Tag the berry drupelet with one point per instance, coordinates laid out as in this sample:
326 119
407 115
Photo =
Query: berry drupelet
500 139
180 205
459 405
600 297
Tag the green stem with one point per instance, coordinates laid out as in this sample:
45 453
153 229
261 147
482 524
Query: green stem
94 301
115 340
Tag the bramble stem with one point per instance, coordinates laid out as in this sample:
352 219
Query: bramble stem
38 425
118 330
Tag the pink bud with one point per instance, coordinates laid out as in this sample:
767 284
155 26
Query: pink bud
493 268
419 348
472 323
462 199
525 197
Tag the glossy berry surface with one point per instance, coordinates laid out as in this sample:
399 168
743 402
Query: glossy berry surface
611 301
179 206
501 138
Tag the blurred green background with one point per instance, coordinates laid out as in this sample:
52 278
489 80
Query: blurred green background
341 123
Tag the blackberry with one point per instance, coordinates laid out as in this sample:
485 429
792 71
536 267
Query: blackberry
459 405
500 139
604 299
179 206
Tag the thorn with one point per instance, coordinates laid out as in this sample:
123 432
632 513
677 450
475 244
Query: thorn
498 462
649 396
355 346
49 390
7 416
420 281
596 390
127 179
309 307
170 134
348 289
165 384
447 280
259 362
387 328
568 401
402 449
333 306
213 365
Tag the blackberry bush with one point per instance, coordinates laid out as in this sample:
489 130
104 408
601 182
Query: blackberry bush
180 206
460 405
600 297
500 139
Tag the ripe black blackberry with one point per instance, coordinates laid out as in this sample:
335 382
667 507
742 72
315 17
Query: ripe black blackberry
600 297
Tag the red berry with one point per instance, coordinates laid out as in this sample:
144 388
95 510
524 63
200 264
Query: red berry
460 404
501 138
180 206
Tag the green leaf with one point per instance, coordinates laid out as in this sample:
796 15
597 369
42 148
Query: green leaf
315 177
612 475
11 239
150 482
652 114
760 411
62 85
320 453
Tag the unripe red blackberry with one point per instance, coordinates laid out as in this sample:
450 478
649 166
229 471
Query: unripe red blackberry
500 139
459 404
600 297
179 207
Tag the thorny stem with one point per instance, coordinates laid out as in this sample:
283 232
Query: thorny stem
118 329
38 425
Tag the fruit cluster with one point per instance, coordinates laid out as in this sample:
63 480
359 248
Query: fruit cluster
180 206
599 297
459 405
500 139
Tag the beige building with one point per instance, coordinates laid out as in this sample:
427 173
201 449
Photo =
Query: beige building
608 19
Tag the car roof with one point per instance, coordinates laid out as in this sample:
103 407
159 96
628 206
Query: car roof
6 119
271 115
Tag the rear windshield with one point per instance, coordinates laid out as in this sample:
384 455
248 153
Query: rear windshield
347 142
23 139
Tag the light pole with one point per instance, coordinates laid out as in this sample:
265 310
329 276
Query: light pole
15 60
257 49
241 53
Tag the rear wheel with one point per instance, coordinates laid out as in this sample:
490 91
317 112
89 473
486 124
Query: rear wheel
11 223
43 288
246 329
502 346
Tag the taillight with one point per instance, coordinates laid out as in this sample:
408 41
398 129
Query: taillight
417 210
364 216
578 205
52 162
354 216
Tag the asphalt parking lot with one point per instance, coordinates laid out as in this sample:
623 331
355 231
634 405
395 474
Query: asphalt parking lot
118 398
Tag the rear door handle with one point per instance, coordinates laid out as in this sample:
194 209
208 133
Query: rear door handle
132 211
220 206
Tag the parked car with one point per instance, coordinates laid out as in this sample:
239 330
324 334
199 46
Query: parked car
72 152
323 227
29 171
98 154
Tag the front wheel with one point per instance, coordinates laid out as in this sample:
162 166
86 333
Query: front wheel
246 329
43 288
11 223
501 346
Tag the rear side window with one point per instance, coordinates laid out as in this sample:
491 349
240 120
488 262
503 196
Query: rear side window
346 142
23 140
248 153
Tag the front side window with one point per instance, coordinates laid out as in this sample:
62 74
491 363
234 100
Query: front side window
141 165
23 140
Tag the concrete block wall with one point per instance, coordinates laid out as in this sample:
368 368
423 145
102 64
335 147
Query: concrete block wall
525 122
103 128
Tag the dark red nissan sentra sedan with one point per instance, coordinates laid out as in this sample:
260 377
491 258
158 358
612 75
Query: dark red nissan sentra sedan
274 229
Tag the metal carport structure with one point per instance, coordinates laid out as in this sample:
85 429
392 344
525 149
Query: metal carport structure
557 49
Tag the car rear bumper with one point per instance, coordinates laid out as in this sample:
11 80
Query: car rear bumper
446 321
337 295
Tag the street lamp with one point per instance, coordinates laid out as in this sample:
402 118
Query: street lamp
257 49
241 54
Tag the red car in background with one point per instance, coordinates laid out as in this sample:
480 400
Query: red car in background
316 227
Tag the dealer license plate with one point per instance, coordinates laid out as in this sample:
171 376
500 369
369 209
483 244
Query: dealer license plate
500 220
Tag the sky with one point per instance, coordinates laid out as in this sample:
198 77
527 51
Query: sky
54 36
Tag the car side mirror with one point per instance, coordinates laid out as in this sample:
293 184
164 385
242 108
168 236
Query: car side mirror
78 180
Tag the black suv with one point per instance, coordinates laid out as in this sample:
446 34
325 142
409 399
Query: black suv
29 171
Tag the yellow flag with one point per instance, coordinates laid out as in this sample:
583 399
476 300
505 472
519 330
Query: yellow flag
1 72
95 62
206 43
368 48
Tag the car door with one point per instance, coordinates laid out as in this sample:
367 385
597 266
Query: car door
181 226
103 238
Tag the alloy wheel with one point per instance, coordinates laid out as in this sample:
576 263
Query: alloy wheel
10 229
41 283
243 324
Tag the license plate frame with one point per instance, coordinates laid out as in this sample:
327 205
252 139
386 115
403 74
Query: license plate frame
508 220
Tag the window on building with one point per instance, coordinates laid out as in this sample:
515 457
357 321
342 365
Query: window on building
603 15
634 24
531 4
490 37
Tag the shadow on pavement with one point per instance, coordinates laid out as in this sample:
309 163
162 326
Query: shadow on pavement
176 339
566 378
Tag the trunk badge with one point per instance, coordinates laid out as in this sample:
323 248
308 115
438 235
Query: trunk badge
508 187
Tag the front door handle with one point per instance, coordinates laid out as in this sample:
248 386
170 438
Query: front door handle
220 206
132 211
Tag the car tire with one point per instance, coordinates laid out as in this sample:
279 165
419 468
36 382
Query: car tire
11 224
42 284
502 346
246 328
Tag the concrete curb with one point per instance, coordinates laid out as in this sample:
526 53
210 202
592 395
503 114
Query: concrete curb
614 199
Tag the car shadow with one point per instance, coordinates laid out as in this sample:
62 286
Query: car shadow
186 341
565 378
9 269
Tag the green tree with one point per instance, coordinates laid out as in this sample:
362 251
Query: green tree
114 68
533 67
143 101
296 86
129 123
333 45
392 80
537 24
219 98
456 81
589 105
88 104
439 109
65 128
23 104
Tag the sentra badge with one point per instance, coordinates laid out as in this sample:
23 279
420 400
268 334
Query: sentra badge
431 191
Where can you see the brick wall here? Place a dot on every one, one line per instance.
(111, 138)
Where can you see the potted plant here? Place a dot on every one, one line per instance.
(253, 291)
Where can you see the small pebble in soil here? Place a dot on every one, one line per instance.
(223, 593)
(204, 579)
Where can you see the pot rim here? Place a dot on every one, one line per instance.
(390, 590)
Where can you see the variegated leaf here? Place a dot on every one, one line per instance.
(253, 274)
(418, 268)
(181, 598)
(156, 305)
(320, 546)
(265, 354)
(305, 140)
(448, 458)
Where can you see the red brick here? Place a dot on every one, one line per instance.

§ WRITTEN TASK
Repeat every line of the records above exactly.

§ OUTPUT BELOW
Tag the berry drupelet with one point per instance, coordinates laid out as in this sample:
326 119
407 115
Photo =
Query: berry drupelet
500 139
180 205
459 405
600 297
Tag the green stem with one point per instance, coordinates laid out as in this sample:
45 453
153 229
261 147
482 524
Query: green stem
94 301
115 340
Tag the bramble stem with one point per instance, coordinates laid out as in this sample:
352 219
Query: bramble stem
38 425
118 330
Tag the pink bud with one point per instance, coordinates laid out as in this sample:
767 284
155 26
Query: pink bud
493 268
419 348
472 323
462 199
525 197
Tag the glossy berry surface with one point per instance, coordinates laid out as in this sample:
399 168
743 402
Query: glossy berry surface
611 301
179 206
501 138
Tag the blurred green background with one point per instance, coordinates laid out as in this sample:
52 278
489 80
Query: blurred green background
341 123
Tag the blackberry with one point per instance, coordinates laid out as in this sample:
485 429
792 71
536 267
Query: blackberry
459 405
500 139
604 299
179 206
Tag the thorn with one point per instance, coordinates laid out as in this sample:
123 432
632 513
677 450
475 244
Query: thorn
498 462
649 396
355 346
49 390
7 416
420 281
596 390
127 179
309 307
170 134
348 289
165 384
447 280
259 362
387 328
568 401
402 449
333 306
213 365
Tag the blackberry bush with one point per instance, coordinates laid out as in this sample:
489 130
104 408
601 182
Query: blackberry bush
180 206
460 405
600 297
500 139
Tag the ripe black blackberry with one point per instance, coordinates laid out as in this sample:
335 382
667 507
742 72
315 17
Query: ripe black blackberry
600 297
Tag the red berry with one point per instance, coordinates laid out as in this sample:
144 388
95 510
524 63
200 264
Query: red berry
460 404
501 138
180 206
Tag the green leaf with one point per instance, coordinates laid out as in this sample:
796 15
597 369
42 148
Query: green leaf
315 177
612 475
11 239
150 482
652 114
760 411
62 85
320 453
Tag the unripe red blackberry with one point per instance, coordinates laid out as in this sample:
450 478
649 166
229 471
Query: unripe red blackberry
500 139
459 404
600 297
179 207
Tag the thorny stem with one point per instance, coordinates laid out as in this sample:
283 232
Query: thorny stem
118 329
38 425
Tag the fruit cluster with one point per instance, coordinates laid out as in this sample:
63 480
359 248
Query: fruit cluster
180 206
599 297
459 405
500 139
Tag the beige building with one point per instance, coordinates laid out as in this sample:
427 173
201 449
Photo =
Query: beige building
608 19
Tag the car roof with one point per instance, coordinates laid out as in this sample:
103 407
159 96
628 206
Query: car roof
6 119
271 115
Tag the rear windshield with one point per instance, coordinates laid out as in this sample:
384 455
248 153
Query: rear windshield
347 142
23 139
Tag the light pole with one point per instance, coordinates laid out as in this sample:
265 310
329 276
Query: light pole
15 60
257 49
241 53
Tag the rear wheel with one point per instance, coordinates laid out as in this sample:
490 91
317 112
89 473
486 124
Query: rear wheel
11 223
43 288
246 329
502 346
Tag the taillight with one point per instance, coordinates laid out as in this sample:
408 41
398 129
Query: taillight
417 210
364 216
578 205
52 162
354 216
Tag the asphalt parking lot with one point per instance, coordinates laid out as in this sample:
623 331
355 231
634 405
395 474
Query: asphalt parking lot
118 398
Tag the rear door handle with one point per instance, coordinates laid out as in this sample:
194 209
208 133
Query: rear door handle
132 211
220 206
Tag the parked car with one point per instance, coordinates laid out as in this sample:
239 330
324 334
199 46
Query: parked car
72 152
323 227
29 171
98 154
Tag the front wheel with one point per instance, coordinates laid out as in this sample:
162 166
86 333
Query: front wheel
246 329
43 288
11 223
501 346
Tag the rear side window with one point per instance, coordinates laid out as in this sample:
491 349
240 120
488 262
503 196
Query: rear side window
346 142
23 140
248 153
Tag the front side window with one point per instance, coordinates laid out as in this sample:
62 74
491 363
234 100
Query: front side window
141 165
23 140
Tag the concrete block wall with one point per instance, coordinates laid out as in this sample:
368 368
423 145
102 64
335 147
Query: concrete block wall
525 122
103 128
Tag the dark red nissan sentra sedan with one point per instance, coordinates laid out as in this sample:
260 377
491 258
158 358
612 75
Query: dark red nissan sentra sedan
274 229
Tag the metal carport structure with one point per instance, coordinates laid out as in this sample:
85 429
392 344
525 149
Query: metal carport structure
557 49
Tag the car rear bumper with one point per instance, coordinates laid out as in this sample:
11 80
Query: car rear bumper
446 321
337 295
Tag the street lamp with one point per instance, coordinates laid out as in this sample:
402 118
Query: street lamp
257 49
241 54
Tag the red car in background with one point per instance, coordinates laid out as in this sample:
480 400
Query: red car in background
316 227
Tag the dealer license plate with one point per instance, coordinates laid out as in this sample:
171 376
500 369
369 209
483 244
Query: dealer license plate
500 220
Tag the sky with one point per instance, coordinates laid out as in this sample:
198 77
527 51
Query: sky
54 36
Tag the car side mirror with one point per instance, coordinates laid out as in this sample:
293 184
164 385
242 108
168 236
Query: car side mirror
78 180
Tag the black suv with one point per instance, coordinates laid out as in this sample:
446 34
325 142
409 399
Query: black suv
29 171
Tag the yellow flag with one point per instance, coordinates laid out as in this sample:
583 399
476 300
505 472
519 330
Query: yellow flag
1 72
95 62
206 43
368 48
Tag the car door with one point per instance, coordinates laid out as in this sample:
367 385
597 266
Query: car door
181 226
103 238
Tag the alloy wheel with one point per instance, coordinates laid out as in this sample:
576 263
Query: alloy wheel
10 229
41 283
243 324
Tag the license plate frame with one point per instance, coordinates laid out as in this sample:
327 205
252 139
386 115
403 74
Query: license plate frame
508 220
Tag the window on building with one point per instance, coordinates laid out as in this sample:
515 457
357 321
342 365
Query: window on building
603 15
634 24
531 4
490 37
Tag the shadow on pavement with one point per instance, coordinates laid out as in this sample:
309 163
162 326
Query: shadow on pavement
176 339
566 378
Tag the trunk badge with one point per instance, coordinates laid out as in this sample:
323 248
308 115
438 235
Query: trunk badge
508 187
Tag the front door handle with one point per instance, coordinates laid out as in this sample:
248 386
170 438
Query: front door handle
220 206
132 211
Tag the car tire with one point per instance, coordinates laid out as in this sample:
279 165
419 468
36 382
Query: car tire
11 224
42 284
502 346
246 328
Tag the concrete curb with one point per instance, coordinates laid out as in this sample:
526 53
210 202
592 395
503 114
Query: concrete curb
614 199
Tag the car shadow with one point per instance, coordinates laid out as in this sample:
62 286
Query: car shadow
186 341
565 378
9 269
Tag the green tree with one point per instance, coordinates laid out as in this sample:
362 251
Query: green tree
114 68
533 67
143 101
296 86
129 123
333 45
392 80
537 24
219 98
456 81
589 105
88 104
439 109
65 128
23 104
Tag the sentra badge with one point per instance, coordinates laid out as in this sample:
23 279
420 400
268 334
Query: sentra badge
431 191
Where can you see the brick wall here? Place a dot on every one, one line per instance.
(111, 138)
Where can you see the potted plant here? Place a dot on every one, one line per instance.
(253, 291)
Where can you see the small pebble in soil here? Place a dot on every one, one line per instance.
(223, 593)
(204, 579)
Where can you see the pot rim here? Place a dot on every one, one line per instance.
(390, 590)
Where can you see the variegated leaf here? Place a dot on every one, one line per instance.
(253, 274)
(418, 268)
(181, 598)
(156, 305)
(320, 546)
(265, 354)
(305, 140)
(448, 458)
Where can you see the red brick here? Place a dot on every one, one line per instance.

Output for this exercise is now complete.